Begin Material shown

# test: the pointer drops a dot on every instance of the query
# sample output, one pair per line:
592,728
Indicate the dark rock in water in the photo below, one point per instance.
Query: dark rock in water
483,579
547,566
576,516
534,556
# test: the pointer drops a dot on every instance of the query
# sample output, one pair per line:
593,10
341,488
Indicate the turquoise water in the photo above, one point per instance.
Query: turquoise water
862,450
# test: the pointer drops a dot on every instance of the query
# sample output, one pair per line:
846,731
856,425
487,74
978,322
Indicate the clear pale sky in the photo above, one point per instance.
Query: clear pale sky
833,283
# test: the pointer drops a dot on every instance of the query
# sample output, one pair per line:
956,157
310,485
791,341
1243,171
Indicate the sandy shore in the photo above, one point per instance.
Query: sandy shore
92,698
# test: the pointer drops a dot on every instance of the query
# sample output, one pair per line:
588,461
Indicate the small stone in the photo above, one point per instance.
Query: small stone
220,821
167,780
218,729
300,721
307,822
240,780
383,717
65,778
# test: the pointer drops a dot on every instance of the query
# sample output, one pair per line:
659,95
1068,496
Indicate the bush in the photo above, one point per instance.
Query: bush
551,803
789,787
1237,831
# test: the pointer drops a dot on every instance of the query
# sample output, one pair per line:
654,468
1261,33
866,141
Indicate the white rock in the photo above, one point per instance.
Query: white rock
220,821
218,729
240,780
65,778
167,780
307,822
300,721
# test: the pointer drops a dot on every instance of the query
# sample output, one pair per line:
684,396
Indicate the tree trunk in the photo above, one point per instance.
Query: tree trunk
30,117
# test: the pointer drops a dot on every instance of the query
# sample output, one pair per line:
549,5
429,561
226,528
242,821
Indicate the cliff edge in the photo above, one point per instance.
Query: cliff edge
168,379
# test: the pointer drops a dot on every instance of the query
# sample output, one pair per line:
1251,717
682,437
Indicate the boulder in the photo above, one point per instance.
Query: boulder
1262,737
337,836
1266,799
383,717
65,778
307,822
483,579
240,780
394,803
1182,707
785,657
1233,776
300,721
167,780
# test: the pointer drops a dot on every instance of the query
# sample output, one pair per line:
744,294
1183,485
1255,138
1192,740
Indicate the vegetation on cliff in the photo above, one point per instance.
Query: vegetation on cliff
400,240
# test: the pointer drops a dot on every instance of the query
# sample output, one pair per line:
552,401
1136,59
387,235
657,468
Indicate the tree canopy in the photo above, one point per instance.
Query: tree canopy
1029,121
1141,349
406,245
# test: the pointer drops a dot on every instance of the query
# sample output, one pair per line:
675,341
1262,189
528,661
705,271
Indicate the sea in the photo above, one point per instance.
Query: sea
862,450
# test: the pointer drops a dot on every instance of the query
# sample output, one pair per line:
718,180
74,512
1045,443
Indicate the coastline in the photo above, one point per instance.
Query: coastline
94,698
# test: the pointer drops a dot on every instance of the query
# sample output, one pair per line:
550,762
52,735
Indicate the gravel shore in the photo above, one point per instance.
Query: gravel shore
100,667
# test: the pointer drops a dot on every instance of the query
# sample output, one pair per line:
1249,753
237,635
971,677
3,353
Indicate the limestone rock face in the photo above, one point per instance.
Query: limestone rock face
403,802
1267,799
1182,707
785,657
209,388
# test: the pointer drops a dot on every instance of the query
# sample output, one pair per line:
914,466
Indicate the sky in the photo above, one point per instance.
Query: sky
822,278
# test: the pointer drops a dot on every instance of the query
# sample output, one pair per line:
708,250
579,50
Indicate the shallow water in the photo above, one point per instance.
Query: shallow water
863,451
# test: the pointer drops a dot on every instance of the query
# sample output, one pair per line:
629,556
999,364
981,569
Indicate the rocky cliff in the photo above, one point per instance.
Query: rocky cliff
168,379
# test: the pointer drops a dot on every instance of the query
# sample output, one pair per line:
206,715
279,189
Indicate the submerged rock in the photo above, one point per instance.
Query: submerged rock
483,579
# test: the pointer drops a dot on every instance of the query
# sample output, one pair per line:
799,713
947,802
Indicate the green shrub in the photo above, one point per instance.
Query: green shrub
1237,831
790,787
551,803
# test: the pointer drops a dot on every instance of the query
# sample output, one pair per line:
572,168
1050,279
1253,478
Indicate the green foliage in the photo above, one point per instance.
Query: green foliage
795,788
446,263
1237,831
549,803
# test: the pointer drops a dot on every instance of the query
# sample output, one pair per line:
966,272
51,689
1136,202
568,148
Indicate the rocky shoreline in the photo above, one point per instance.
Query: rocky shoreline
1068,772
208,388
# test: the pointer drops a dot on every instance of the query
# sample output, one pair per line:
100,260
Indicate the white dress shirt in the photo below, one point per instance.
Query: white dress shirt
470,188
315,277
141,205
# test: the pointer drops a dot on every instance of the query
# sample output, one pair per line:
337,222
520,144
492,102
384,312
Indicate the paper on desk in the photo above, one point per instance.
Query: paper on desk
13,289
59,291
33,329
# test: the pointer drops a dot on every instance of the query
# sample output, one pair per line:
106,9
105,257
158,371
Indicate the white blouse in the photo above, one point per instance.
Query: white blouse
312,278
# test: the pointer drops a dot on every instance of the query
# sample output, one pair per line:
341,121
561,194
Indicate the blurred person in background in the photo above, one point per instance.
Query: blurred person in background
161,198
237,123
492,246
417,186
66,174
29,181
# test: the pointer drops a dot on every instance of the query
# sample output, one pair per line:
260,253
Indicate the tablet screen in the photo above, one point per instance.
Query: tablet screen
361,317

End Material shown

● Written problem: Pick out every line in the data that contains the string "tree" and copy each one.

● Task response:
Indicate the tree trunk in the photo above, one point per instance.
Query: tree trunk
Indicate the tree canopy in the photo above, one point per instance.
Query: tree canopy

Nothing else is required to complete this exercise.